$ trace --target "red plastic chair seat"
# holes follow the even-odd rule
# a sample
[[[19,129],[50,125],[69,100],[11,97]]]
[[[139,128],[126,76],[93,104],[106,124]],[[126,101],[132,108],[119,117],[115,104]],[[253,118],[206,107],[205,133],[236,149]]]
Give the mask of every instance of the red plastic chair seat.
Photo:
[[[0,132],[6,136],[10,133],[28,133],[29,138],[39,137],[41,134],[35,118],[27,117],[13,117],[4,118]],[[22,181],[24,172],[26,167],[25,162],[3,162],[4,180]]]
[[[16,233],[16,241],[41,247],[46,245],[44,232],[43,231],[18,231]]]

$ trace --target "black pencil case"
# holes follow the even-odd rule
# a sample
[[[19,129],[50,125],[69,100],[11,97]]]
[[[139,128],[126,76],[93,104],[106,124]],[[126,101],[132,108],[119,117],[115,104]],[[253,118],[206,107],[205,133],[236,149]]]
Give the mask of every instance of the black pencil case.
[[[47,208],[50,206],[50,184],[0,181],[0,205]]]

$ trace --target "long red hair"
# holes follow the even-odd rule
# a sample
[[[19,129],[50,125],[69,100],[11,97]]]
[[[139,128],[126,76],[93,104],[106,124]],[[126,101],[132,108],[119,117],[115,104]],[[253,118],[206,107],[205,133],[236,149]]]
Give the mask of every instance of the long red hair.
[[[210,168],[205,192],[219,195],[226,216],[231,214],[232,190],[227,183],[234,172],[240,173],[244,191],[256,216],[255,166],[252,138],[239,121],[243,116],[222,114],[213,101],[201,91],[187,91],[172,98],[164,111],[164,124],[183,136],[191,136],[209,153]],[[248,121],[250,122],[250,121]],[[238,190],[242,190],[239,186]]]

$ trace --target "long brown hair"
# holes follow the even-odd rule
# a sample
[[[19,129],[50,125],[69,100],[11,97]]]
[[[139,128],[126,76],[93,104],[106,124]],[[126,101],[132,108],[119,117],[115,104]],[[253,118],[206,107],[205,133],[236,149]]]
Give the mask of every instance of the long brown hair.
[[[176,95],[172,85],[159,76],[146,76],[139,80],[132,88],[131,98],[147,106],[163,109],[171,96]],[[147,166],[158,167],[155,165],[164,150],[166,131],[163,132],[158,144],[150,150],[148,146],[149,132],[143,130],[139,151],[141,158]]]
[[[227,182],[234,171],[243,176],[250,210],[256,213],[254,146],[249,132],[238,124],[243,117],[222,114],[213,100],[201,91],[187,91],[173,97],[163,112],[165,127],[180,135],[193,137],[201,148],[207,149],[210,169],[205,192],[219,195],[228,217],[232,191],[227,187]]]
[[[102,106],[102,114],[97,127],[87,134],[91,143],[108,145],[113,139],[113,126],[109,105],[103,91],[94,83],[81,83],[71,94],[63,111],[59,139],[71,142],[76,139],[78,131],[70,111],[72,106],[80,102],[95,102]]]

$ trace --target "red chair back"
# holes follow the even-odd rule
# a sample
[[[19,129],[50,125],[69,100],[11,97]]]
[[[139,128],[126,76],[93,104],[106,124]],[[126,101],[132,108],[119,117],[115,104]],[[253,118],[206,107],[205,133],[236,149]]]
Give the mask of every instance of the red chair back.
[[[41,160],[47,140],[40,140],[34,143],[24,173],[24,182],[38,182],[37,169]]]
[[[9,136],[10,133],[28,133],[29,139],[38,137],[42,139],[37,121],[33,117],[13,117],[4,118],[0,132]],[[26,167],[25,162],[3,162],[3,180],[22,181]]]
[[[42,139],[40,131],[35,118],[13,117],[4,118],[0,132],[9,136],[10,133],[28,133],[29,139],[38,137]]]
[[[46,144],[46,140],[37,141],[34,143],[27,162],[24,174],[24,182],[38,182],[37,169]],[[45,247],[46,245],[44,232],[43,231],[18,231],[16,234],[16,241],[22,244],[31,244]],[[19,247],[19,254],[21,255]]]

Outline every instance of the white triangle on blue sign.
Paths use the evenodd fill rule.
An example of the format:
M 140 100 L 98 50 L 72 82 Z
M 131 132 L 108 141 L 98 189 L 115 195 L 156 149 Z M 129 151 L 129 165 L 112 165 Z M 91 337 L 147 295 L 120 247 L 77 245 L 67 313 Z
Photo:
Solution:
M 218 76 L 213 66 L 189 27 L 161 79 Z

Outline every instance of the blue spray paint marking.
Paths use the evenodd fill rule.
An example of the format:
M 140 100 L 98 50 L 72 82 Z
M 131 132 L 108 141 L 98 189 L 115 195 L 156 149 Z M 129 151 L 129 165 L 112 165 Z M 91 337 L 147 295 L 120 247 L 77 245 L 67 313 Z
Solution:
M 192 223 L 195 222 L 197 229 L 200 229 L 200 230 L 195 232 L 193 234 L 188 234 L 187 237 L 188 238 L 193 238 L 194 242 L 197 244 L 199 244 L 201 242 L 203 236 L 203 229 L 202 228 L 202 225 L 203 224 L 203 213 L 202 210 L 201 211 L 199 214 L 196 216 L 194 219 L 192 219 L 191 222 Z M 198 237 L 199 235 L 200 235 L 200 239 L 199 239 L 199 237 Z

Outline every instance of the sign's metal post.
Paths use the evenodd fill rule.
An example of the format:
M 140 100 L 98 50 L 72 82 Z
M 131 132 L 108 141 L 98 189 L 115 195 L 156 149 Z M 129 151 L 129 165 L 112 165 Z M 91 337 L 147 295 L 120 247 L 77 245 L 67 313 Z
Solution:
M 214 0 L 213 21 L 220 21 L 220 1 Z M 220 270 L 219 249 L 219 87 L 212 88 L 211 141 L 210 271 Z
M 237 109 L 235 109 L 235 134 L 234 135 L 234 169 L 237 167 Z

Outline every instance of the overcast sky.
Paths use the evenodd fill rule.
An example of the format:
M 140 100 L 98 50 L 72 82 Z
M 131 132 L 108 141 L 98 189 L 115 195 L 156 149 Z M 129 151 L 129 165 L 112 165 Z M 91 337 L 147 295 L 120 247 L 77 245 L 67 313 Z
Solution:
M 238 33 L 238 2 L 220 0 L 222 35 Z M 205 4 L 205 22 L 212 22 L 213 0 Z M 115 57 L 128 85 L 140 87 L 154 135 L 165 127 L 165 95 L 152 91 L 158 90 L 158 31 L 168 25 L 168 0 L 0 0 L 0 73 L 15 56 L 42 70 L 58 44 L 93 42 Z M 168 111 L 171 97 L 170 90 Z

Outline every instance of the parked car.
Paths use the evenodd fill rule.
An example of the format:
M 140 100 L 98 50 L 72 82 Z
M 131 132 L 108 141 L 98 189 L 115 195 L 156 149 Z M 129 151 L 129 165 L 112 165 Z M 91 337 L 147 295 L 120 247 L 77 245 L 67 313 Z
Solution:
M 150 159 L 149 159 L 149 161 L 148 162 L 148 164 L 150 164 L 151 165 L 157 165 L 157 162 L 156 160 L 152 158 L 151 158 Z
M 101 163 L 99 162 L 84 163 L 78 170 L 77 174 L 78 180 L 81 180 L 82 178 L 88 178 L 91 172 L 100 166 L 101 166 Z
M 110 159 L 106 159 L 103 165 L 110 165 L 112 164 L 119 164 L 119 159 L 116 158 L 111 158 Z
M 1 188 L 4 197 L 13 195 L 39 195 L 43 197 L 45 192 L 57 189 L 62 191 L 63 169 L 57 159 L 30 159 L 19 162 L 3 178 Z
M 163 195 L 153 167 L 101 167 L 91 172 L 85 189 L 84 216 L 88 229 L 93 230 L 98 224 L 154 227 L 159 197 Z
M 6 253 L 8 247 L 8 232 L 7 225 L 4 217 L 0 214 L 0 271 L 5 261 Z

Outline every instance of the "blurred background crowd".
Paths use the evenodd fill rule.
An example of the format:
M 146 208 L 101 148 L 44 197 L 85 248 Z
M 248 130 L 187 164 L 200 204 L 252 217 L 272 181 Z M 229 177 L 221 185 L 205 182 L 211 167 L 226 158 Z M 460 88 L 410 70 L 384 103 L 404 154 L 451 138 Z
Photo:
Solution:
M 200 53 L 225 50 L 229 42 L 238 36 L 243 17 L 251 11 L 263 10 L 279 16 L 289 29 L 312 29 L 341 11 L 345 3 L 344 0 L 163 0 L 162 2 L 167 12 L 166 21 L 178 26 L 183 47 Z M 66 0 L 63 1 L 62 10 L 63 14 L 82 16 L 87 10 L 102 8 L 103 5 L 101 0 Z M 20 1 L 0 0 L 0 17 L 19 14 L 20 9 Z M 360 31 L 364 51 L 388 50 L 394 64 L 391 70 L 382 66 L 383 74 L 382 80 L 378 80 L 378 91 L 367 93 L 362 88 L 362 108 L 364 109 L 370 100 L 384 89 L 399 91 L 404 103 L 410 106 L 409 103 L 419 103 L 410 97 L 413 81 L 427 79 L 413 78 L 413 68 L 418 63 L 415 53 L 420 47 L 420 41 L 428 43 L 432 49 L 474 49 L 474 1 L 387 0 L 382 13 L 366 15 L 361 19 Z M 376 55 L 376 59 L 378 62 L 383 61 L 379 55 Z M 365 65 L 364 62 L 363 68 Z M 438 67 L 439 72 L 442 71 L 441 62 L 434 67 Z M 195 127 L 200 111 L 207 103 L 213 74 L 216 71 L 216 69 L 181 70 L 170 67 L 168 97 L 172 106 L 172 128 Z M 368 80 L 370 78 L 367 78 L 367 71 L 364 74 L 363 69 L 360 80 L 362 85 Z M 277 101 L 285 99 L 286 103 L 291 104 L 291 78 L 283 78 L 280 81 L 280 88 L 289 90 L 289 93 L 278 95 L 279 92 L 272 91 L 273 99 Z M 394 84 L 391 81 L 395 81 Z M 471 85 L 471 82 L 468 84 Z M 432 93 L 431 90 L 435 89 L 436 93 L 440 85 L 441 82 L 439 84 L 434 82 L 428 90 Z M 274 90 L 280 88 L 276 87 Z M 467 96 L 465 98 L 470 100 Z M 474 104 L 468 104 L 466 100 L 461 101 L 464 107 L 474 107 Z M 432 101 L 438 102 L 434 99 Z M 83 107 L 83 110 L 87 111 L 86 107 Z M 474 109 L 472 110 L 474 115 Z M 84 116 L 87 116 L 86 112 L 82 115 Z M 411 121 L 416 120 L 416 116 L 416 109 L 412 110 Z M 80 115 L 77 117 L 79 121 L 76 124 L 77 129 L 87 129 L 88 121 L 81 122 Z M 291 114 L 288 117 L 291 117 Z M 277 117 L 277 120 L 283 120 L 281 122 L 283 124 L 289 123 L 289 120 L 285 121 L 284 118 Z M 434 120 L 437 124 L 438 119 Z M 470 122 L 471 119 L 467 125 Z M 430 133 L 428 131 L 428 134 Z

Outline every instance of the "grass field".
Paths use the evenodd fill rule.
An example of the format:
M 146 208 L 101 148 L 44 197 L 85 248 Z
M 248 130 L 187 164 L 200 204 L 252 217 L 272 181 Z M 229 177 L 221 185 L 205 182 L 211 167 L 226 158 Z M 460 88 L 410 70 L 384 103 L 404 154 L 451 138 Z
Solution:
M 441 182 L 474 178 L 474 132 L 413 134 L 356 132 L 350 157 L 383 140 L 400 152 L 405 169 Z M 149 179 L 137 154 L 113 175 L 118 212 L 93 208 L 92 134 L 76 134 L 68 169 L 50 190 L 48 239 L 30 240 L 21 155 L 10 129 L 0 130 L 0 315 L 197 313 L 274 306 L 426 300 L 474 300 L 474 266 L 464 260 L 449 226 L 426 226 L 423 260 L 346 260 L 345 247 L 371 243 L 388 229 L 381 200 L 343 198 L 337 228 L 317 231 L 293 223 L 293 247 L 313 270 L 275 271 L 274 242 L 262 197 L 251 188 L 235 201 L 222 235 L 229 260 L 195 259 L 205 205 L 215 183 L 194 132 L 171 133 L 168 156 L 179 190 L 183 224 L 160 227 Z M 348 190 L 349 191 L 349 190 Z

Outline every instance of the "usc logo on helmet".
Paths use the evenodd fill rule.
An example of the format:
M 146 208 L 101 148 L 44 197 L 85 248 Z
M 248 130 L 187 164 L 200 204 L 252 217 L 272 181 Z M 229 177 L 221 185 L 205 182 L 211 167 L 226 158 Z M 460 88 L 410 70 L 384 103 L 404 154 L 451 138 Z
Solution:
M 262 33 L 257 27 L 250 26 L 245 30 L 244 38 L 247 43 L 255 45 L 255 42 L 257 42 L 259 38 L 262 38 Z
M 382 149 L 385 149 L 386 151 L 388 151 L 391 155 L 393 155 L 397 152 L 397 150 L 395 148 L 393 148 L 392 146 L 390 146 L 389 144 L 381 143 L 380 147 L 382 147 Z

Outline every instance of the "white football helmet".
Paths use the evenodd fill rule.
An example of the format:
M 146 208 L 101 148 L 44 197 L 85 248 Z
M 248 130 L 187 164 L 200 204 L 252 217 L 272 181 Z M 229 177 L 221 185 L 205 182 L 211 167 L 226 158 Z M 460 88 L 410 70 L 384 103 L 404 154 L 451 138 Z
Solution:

▶ **WHAT IS REQUIRED**
Rewrite the data as a numbered list, starting at the line that contains "Outline every instance of the white" and ending at the line that contains "M 218 76 L 213 66 L 189 27 L 161 79 Z", with blank lines left out.

▶ **COMPLETED EXERCISE**
1. Outline every instance of the white triangle on blue sign.
2. Paths use the evenodd fill rule.
3. An example of the format:
4. M 140 100 L 98 50 L 72 82 Z
5. M 131 132 L 108 141 L 98 189 L 115 195 L 156 149 Z M 129 151 L 129 165 L 112 165 Z M 91 337 L 147 295 L 120 247 L 77 245 L 67 313 Z
6. Photo:
7. Solution:
8. M 218 76 L 213 66 L 189 27 L 161 79 Z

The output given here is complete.